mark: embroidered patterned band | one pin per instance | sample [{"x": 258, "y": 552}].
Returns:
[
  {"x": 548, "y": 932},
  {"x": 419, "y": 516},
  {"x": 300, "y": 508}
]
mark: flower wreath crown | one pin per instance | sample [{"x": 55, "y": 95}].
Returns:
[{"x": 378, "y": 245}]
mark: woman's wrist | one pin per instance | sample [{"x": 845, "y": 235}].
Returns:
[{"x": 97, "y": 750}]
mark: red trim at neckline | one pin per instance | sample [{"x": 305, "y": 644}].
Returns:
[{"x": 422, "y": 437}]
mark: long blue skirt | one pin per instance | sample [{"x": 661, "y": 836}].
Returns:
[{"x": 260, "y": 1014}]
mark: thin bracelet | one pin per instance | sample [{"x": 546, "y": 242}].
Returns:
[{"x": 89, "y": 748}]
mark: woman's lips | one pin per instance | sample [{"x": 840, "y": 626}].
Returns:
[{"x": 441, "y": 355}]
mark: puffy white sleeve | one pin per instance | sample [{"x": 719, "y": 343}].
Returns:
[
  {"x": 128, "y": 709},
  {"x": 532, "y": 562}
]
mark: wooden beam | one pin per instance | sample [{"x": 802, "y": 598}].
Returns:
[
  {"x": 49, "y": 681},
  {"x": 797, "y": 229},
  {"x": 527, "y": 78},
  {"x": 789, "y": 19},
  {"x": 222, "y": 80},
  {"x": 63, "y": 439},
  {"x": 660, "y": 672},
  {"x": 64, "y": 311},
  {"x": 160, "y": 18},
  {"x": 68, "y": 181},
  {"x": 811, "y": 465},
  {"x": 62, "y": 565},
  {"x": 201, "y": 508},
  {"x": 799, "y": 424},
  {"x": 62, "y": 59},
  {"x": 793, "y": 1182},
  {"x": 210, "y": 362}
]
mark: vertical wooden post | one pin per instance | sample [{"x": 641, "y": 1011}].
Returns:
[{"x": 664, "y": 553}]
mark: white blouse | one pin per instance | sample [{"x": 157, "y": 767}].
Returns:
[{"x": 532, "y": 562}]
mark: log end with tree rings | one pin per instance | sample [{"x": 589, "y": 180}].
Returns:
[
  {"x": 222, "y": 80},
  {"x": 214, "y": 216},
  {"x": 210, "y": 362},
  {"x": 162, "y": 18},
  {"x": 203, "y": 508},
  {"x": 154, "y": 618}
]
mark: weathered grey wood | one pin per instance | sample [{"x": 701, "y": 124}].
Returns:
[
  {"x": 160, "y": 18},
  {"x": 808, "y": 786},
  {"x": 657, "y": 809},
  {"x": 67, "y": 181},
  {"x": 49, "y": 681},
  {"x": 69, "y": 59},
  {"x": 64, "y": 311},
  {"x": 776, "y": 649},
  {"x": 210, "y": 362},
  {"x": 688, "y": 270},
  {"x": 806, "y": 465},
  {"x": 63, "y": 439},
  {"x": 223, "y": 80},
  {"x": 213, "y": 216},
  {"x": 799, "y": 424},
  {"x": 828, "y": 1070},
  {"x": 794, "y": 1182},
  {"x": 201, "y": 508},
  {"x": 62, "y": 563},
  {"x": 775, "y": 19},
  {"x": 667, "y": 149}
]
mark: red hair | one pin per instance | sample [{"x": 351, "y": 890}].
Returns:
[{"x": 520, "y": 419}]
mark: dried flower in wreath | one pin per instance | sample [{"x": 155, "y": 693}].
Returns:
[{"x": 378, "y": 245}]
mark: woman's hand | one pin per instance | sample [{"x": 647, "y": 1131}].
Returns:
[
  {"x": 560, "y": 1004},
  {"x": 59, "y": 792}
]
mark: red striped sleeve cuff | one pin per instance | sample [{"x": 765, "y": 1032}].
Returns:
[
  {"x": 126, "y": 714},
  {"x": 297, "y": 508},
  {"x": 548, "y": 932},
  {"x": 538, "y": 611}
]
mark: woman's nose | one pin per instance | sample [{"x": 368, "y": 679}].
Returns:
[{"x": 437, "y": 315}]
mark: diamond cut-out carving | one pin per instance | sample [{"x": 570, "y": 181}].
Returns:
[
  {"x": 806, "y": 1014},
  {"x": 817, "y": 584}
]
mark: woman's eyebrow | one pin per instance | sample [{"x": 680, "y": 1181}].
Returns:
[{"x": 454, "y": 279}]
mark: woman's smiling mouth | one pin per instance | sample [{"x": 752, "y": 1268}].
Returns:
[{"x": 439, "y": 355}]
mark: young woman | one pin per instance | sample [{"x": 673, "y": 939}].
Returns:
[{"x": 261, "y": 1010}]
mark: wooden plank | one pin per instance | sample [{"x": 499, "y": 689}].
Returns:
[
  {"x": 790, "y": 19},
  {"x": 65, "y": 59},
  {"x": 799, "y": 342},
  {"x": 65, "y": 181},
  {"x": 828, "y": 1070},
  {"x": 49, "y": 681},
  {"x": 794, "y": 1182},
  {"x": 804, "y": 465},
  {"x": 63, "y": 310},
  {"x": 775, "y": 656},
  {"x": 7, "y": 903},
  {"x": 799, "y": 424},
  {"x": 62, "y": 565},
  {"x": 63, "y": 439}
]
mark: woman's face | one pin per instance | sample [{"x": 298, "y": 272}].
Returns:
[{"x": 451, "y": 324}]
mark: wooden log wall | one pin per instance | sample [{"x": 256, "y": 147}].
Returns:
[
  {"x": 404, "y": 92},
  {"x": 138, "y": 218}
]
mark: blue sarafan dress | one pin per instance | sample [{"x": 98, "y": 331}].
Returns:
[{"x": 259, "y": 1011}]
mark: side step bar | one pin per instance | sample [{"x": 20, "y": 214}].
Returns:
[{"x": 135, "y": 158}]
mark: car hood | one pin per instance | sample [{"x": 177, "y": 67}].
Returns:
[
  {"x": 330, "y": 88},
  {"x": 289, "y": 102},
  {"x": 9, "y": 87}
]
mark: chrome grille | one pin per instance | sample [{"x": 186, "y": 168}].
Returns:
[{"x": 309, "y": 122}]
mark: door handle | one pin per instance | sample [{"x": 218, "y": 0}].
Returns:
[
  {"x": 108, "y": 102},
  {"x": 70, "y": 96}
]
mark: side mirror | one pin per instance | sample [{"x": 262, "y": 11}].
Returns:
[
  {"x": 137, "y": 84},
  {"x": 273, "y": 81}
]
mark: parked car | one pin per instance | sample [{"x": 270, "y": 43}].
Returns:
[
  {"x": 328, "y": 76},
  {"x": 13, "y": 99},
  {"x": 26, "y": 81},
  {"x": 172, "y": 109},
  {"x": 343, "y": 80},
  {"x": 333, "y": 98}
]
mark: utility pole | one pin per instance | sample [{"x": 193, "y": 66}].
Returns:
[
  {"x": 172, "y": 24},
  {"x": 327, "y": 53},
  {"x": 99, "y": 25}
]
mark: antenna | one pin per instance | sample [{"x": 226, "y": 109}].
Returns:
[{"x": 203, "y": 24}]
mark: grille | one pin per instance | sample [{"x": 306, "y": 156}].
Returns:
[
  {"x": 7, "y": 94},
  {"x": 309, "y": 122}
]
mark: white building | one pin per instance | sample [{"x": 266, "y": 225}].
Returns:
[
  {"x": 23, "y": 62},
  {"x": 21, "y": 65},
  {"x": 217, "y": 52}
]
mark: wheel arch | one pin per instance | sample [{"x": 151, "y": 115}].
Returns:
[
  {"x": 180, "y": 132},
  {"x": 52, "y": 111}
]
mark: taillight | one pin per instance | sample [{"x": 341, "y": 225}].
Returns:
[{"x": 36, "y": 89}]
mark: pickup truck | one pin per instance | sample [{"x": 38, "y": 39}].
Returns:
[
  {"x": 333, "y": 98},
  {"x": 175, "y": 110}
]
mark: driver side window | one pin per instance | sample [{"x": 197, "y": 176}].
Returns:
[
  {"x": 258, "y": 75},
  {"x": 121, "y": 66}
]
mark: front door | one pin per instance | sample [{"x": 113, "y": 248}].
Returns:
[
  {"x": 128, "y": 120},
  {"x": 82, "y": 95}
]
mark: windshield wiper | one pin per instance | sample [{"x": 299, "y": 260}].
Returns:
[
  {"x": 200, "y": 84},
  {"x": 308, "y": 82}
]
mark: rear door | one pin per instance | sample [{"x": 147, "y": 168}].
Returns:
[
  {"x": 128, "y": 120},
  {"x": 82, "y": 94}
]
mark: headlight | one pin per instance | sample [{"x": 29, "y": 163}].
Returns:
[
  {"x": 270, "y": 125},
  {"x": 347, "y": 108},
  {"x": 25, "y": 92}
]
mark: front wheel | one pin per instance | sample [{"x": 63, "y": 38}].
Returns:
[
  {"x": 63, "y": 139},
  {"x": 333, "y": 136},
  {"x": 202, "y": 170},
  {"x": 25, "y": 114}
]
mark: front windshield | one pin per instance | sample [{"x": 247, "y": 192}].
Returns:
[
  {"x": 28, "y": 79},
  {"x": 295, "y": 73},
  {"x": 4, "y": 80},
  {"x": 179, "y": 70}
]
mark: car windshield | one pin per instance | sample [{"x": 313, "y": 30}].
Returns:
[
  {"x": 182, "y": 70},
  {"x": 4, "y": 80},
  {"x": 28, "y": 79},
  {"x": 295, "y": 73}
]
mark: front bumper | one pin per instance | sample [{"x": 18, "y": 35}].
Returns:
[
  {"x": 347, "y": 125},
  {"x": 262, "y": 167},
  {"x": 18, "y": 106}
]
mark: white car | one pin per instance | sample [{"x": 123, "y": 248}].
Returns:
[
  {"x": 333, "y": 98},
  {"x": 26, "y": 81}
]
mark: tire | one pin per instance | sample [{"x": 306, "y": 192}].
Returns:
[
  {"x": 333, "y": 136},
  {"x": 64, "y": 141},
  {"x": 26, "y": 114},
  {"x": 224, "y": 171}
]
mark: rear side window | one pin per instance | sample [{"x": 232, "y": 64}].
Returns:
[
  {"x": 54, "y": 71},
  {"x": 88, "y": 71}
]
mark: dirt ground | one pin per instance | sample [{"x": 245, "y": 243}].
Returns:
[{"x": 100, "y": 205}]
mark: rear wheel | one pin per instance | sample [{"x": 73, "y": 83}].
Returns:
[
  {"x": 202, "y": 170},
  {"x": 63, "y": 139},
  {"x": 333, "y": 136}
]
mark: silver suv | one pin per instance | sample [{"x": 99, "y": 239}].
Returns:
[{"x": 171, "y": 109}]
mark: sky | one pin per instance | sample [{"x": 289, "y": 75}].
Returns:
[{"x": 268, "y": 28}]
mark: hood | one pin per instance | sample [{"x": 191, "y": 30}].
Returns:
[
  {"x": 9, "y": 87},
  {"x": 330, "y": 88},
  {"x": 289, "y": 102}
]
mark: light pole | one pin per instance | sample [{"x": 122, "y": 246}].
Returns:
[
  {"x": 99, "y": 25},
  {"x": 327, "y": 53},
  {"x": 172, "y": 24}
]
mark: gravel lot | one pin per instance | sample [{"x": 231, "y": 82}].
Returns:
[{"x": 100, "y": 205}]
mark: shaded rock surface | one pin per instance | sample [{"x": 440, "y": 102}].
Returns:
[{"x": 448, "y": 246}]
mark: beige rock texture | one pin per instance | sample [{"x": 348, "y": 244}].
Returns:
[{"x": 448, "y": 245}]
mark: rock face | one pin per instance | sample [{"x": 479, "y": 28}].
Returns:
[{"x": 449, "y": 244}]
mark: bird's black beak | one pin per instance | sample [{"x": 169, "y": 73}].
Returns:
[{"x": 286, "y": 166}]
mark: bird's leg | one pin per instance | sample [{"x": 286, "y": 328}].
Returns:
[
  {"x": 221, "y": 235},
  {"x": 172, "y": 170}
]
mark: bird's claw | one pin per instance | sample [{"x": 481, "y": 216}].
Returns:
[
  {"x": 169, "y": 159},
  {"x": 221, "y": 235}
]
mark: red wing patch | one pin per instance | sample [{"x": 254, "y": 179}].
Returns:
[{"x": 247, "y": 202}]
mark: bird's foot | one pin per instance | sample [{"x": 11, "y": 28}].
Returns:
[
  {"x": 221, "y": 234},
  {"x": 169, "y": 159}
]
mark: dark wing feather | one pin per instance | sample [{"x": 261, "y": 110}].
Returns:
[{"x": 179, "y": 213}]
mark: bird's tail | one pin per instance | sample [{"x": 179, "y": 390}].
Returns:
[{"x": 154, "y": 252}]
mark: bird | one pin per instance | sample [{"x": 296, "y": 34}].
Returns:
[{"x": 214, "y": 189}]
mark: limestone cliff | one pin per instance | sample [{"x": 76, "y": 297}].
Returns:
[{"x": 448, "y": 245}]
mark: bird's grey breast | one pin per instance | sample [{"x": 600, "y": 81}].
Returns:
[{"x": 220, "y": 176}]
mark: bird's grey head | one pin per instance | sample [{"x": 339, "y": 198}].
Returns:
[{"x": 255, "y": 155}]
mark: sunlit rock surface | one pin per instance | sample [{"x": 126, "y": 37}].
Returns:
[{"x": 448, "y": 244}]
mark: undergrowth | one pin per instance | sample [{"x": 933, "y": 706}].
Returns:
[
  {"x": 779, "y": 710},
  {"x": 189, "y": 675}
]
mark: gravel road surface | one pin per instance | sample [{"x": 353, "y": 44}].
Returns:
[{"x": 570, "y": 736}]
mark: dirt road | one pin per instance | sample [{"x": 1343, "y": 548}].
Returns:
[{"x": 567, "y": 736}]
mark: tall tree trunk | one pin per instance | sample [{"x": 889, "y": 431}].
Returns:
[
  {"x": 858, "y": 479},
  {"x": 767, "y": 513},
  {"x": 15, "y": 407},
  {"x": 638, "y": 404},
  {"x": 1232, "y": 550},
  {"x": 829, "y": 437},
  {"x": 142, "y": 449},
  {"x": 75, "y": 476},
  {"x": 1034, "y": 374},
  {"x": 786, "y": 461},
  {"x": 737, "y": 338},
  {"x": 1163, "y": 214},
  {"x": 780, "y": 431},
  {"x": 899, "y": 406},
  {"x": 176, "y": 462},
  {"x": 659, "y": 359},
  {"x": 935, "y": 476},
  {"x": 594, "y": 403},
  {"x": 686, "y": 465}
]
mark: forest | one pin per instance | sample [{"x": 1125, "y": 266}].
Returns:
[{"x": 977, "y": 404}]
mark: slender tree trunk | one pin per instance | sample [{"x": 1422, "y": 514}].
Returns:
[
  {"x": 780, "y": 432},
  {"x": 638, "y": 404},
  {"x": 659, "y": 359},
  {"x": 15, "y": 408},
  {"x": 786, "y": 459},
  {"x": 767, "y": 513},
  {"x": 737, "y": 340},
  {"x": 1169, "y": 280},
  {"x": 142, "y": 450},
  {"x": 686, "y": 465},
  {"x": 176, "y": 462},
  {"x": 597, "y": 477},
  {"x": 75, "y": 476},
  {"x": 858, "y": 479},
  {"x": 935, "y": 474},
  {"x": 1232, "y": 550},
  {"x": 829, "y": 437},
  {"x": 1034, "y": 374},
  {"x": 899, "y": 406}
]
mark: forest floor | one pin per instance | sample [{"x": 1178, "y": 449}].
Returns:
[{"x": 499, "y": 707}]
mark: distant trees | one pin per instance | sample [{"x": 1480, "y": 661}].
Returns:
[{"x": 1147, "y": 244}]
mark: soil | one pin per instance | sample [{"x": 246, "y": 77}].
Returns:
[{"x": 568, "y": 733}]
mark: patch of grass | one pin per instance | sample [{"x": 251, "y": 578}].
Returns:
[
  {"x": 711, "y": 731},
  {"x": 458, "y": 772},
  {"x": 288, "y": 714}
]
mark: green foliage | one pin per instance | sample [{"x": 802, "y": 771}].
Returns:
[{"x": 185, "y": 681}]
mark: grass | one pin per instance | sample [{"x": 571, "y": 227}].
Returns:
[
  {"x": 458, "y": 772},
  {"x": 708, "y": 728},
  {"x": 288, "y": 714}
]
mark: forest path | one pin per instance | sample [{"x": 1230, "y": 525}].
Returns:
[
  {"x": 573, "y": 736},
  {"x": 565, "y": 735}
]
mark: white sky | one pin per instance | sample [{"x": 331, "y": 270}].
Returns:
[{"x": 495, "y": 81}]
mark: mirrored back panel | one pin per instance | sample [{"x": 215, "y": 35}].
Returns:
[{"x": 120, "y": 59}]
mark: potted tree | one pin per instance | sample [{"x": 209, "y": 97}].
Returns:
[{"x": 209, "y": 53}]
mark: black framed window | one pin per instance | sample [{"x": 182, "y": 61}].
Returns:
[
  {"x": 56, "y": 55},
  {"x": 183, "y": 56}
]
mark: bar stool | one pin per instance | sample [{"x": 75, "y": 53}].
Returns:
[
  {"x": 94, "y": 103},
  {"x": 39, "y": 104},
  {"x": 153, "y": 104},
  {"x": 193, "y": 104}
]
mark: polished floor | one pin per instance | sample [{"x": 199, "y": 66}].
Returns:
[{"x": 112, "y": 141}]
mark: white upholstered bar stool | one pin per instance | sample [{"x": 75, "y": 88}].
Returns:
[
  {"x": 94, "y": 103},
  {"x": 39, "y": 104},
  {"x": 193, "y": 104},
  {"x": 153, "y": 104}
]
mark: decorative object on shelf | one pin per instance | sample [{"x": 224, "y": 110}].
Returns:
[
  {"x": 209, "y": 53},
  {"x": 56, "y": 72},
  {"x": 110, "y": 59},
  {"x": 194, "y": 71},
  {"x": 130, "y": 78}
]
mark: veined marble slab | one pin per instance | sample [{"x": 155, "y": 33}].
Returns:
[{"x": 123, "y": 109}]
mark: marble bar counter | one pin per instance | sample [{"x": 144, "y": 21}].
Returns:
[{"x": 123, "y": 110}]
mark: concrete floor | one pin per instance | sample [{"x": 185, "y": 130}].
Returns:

————

Reproduce, character for character, the part of the listing above that runs from the line containing "mark: decorative object" through the last line of the listing, including both of those lines.

mark: decorative object on shelf | one pin per instance | sample [{"x": 224, "y": 110}].
Returns:
[
  {"x": 209, "y": 53},
  {"x": 56, "y": 72},
  {"x": 110, "y": 59},
  {"x": 194, "y": 71},
  {"x": 130, "y": 78}
]
mark: veined marble slab | one pin per instance | sample [{"x": 155, "y": 33}].
Returns:
[{"x": 123, "y": 109}]
mark: marble bar counter | one pin per instance | sample [{"x": 144, "y": 21}].
Returns:
[{"x": 123, "y": 110}]
mark: concrete floor | one pin per instance | sample [{"x": 185, "y": 130}].
Returns:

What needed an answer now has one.